— begin Entries shown —
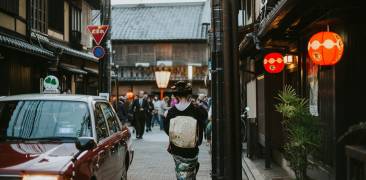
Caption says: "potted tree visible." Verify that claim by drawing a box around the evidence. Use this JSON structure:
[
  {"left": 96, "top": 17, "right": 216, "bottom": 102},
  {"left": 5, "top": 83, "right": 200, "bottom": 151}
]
[{"left": 275, "top": 86, "right": 320, "bottom": 180}]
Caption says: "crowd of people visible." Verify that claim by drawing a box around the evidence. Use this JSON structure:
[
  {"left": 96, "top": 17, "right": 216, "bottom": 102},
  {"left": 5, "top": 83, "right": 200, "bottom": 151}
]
[
  {"left": 111, "top": 91, "right": 211, "bottom": 141},
  {"left": 112, "top": 82, "right": 211, "bottom": 179}
]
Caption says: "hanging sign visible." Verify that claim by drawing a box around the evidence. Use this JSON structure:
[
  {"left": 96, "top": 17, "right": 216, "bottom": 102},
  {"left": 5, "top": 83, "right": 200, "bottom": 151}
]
[
  {"left": 93, "top": 46, "right": 105, "bottom": 59},
  {"left": 308, "top": 32, "right": 344, "bottom": 66},
  {"left": 263, "top": 53, "right": 285, "bottom": 73},
  {"left": 43, "top": 75, "right": 60, "bottom": 93},
  {"left": 87, "top": 25, "right": 109, "bottom": 45}
]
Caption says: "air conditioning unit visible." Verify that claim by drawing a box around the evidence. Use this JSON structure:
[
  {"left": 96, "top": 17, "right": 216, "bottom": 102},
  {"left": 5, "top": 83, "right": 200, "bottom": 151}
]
[
  {"left": 135, "top": 63, "right": 150, "bottom": 67},
  {"left": 261, "top": 0, "right": 268, "bottom": 8},
  {"left": 156, "top": 61, "right": 173, "bottom": 66}
]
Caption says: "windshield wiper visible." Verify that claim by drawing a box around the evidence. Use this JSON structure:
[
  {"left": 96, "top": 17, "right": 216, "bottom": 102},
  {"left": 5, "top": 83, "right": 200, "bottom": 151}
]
[
  {"left": 0, "top": 136, "right": 77, "bottom": 142},
  {"left": 27, "top": 136, "right": 77, "bottom": 141},
  {"left": 0, "top": 136, "right": 28, "bottom": 141}
]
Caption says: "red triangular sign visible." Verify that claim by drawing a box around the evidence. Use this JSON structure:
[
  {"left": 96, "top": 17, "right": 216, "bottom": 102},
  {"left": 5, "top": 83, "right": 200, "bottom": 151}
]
[{"left": 88, "top": 25, "right": 109, "bottom": 45}]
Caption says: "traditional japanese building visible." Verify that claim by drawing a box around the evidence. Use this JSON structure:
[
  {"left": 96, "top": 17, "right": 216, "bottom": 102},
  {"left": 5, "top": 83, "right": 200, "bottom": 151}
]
[
  {"left": 0, "top": 0, "right": 100, "bottom": 95},
  {"left": 112, "top": 1, "right": 210, "bottom": 94},
  {"left": 240, "top": 0, "right": 366, "bottom": 180}
]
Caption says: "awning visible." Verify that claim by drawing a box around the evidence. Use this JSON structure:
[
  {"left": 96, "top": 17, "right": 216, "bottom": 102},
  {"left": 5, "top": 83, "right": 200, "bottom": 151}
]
[
  {"left": 0, "top": 34, "right": 54, "bottom": 58},
  {"left": 60, "top": 64, "right": 88, "bottom": 74},
  {"left": 83, "top": 67, "right": 99, "bottom": 74},
  {"left": 48, "top": 42, "right": 98, "bottom": 62}
]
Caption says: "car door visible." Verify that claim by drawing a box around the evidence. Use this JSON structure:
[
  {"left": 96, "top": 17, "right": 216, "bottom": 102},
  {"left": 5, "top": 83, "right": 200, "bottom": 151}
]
[
  {"left": 100, "top": 103, "right": 127, "bottom": 179},
  {"left": 94, "top": 102, "right": 113, "bottom": 179}
]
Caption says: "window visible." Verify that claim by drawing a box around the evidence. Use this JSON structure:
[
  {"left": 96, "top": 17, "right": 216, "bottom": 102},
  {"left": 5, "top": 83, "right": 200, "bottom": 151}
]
[
  {"left": 94, "top": 103, "right": 109, "bottom": 141},
  {"left": 0, "top": 100, "right": 92, "bottom": 139},
  {"left": 127, "top": 46, "right": 140, "bottom": 62},
  {"left": 173, "top": 44, "right": 189, "bottom": 62},
  {"left": 0, "top": 0, "right": 19, "bottom": 15},
  {"left": 70, "top": 5, "right": 81, "bottom": 32},
  {"left": 141, "top": 44, "right": 155, "bottom": 62},
  {"left": 155, "top": 44, "right": 173, "bottom": 61},
  {"left": 30, "top": 0, "right": 47, "bottom": 34},
  {"left": 48, "top": 0, "right": 64, "bottom": 33},
  {"left": 100, "top": 103, "right": 121, "bottom": 134}
]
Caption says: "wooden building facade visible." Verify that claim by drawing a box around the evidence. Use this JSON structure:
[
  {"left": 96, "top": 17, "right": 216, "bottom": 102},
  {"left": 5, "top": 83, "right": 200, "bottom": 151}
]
[
  {"left": 112, "top": 1, "right": 210, "bottom": 95},
  {"left": 0, "top": 0, "right": 100, "bottom": 95},
  {"left": 240, "top": 0, "right": 366, "bottom": 180}
]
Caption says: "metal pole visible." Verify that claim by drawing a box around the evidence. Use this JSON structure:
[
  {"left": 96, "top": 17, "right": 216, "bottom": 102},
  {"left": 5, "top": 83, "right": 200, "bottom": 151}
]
[
  {"left": 99, "top": 0, "right": 111, "bottom": 93},
  {"left": 160, "top": 88, "right": 164, "bottom": 100},
  {"left": 211, "top": 0, "right": 224, "bottom": 180},
  {"left": 222, "top": 0, "right": 242, "bottom": 180}
]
— end Entries shown —
Direction:
Every entry above is to be set down exactly; the pictures are to be left out.

Answer below:
Caption says: "potted tree visible." Verify that claim by drawing a box around the evidence. Use this JSON structure:
[
  {"left": 96, "top": 17, "right": 216, "bottom": 102},
  {"left": 5, "top": 83, "right": 200, "bottom": 151}
]
[{"left": 275, "top": 86, "right": 320, "bottom": 180}]
Caption says: "crowd of people visible." Verify that claim by drawing a box around the evidence. Use this JSON structure:
[
  {"left": 96, "top": 17, "right": 216, "bottom": 102},
  {"left": 5, "top": 83, "right": 200, "bottom": 151}
]
[
  {"left": 111, "top": 91, "right": 211, "bottom": 141},
  {"left": 112, "top": 82, "right": 211, "bottom": 179}
]
Caption says: "hanging sign visible." Verify that claim by drawing a box around the evidence. Use this JSON structure:
[
  {"left": 96, "top": 17, "right": 216, "bottom": 102},
  {"left": 5, "top": 83, "right": 200, "bottom": 151}
]
[
  {"left": 93, "top": 46, "right": 105, "bottom": 59},
  {"left": 308, "top": 32, "right": 344, "bottom": 66},
  {"left": 263, "top": 53, "right": 285, "bottom": 73},
  {"left": 43, "top": 75, "right": 60, "bottom": 93},
  {"left": 87, "top": 25, "right": 109, "bottom": 45}
]
Caption says: "air conditioning unit visible." Verify that claim by drawing a box around the evidence. Use this JSON structure:
[
  {"left": 96, "top": 17, "right": 216, "bottom": 102},
  {"left": 5, "top": 83, "right": 200, "bottom": 151}
]
[
  {"left": 135, "top": 63, "right": 150, "bottom": 67},
  {"left": 261, "top": 0, "right": 268, "bottom": 8},
  {"left": 156, "top": 61, "right": 173, "bottom": 66}
]
Caption says: "windshield wiper visible." Verify that claim by drawing a box around the evidence. Use this JSON structure:
[
  {"left": 96, "top": 17, "right": 216, "bottom": 102},
  {"left": 5, "top": 83, "right": 200, "bottom": 151}
]
[
  {"left": 0, "top": 136, "right": 77, "bottom": 142},
  {"left": 27, "top": 136, "right": 77, "bottom": 141},
  {"left": 0, "top": 136, "right": 28, "bottom": 141}
]
Caption says: "red triangular sign visible." Verify that claim by drawing a box around the evidence. Use this JSON structure:
[
  {"left": 96, "top": 17, "right": 216, "bottom": 102},
  {"left": 5, "top": 83, "right": 200, "bottom": 151}
]
[{"left": 88, "top": 25, "right": 109, "bottom": 45}]
Caption says: "traditional japanese building visible." Verify that claim by drawing a box around the evidence. Use this JSON structure:
[
  {"left": 96, "top": 17, "right": 216, "bottom": 102},
  {"left": 5, "top": 83, "right": 200, "bottom": 151}
]
[
  {"left": 0, "top": 0, "right": 100, "bottom": 95},
  {"left": 112, "top": 1, "right": 210, "bottom": 94},
  {"left": 240, "top": 0, "right": 366, "bottom": 180}
]
Caption says: "awning visible." Verify that claim by drawing a box around the evidence. Use this JSON structure:
[
  {"left": 96, "top": 17, "right": 216, "bottom": 102},
  {"left": 5, "top": 83, "right": 200, "bottom": 151}
]
[
  {"left": 0, "top": 34, "right": 54, "bottom": 58},
  {"left": 60, "top": 64, "right": 88, "bottom": 74},
  {"left": 83, "top": 67, "right": 99, "bottom": 74},
  {"left": 48, "top": 42, "right": 98, "bottom": 62}
]
Caption says: "car door visible." Verify that claim by drawing a box around the evidence. Use this JSON structure:
[
  {"left": 96, "top": 17, "right": 216, "bottom": 102},
  {"left": 5, "top": 83, "right": 200, "bottom": 151}
]
[
  {"left": 100, "top": 103, "right": 127, "bottom": 179},
  {"left": 94, "top": 102, "right": 113, "bottom": 179}
]
Caption says: "window visible." Verify that claim by drawing a box around the evidence. Use this JSON structure:
[
  {"left": 96, "top": 17, "right": 216, "bottom": 102},
  {"left": 5, "top": 83, "right": 200, "bottom": 151}
]
[
  {"left": 94, "top": 103, "right": 109, "bottom": 141},
  {"left": 0, "top": 100, "right": 92, "bottom": 139},
  {"left": 127, "top": 46, "right": 140, "bottom": 62},
  {"left": 173, "top": 44, "right": 189, "bottom": 62},
  {"left": 0, "top": 0, "right": 19, "bottom": 15},
  {"left": 70, "top": 5, "right": 81, "bottom": 32},
  {"left": 141, "top": 44, "right": 155, "bottom": 62},
  {"left": 155, "top": 44, "right": 173, "bottom": 61},
  {"left": 30, "top": 0, "right": 47, "bottom": 34},
  {"left": 48, "top": 0, "right": 64, "bottom": 33},
  {"left": 100, "top": 103, "right": 121, "bottom": 134}
]
Caption says: "wooden building facade visible." Verify that claim by drawing a box around the evidence. Use this JSON structure:
[
  {"left": 96, "top": 17, "right": 216, "bottom": 102},
  {"left": 5, "top": 83, "right": 200, "bottom": 151}
]
[
  {"left": 112, "top": 1, "right": 210, "bottom": 95},
  {"left": 0, "top": 0, "right": 100, "bottom": 95},
  {"left": 240, "top": 0, "right": 366, "bottom": 180}
]
Caption says: "metal pole visible." Verify that claim by drawing a box around the evidence. Use this JSON structure:
[
  {"left": 96, "top": 17, "right": 216, "bottom": 102},
  {"left": 5, "top": 83, "right": 200, "bottom": 151}
]
[
  {"left": 99, "top": 0, "right": 111, "bottom": 93},
  {"left": 160, "top": 88, "right": 164, "bottom": 100},
  {"left": 211, "top": 0, "right": 224, "bottom": 180},
  {"left": 222, "top": 0, "right": 242, "bottom": 180}
]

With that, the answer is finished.